_Extracted records_:

====

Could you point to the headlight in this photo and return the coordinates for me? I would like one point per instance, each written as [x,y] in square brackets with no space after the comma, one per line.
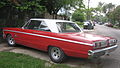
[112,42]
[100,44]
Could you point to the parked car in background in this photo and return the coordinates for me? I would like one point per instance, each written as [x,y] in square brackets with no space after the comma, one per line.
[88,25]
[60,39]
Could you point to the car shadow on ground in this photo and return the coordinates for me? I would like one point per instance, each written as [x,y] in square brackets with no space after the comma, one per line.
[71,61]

====

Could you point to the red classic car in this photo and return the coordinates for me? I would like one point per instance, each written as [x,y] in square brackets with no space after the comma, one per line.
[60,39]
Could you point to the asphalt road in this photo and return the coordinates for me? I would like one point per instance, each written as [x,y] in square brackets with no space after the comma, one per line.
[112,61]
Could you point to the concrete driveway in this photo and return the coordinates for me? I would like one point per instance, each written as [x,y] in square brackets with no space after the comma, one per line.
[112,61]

====

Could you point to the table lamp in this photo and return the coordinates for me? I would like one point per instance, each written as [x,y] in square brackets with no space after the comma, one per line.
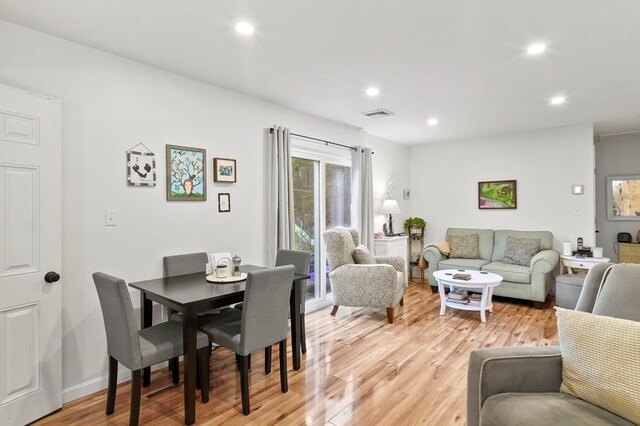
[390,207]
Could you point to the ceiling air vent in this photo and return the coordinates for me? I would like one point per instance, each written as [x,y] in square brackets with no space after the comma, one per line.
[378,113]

====

_What to work on_: Which lines in the entries above contain the word "point"? Report each such line in full.

_Solution to this exercise_:
Could you point to the headlight in this photo and return the coordinates for me? I would like one point per instance, each written as [x,y] in square brackets with no space after the comma, one per line.
Could you point to the parked car in background in this photo and return the coordinates for me? I would like one point per instance, each written as [x,y] in square brackets with no space after the comma, one per line.
Could you point to the car shadow on ground in this photo and return the coordinates for me? I would like one point per instance, each written as [x,y] in square brackets with no space after the comma, one per line.
Could you point to the red classic car in this photo and return the coordinates for me? I would like one point per instance, each written as [x,y] in square brackets with no space after the comma, one per line.
Could you point to the asphalt road in this photo and return the coordinates for me? I would like one point per instance, each written as [x,y] in square brackets with no space after the comma, one per line.
Could you point to the concrete driveway in this photo and return the coordinates for me? I would like one point per instance, each written as [x,y] in square brackets with no space after the comma, one per line.
Could you point to the table lamp in this photo and return the coordinates for me? I would like one point per instance, each written as [x,y] in square brackets with no space after the comma, one per line.
Could you point to the ceiling air vent in this photo and return the coordinates for me? I would like one point per instance, each written as [x,y] in square brackets with no space after the comma, one per line.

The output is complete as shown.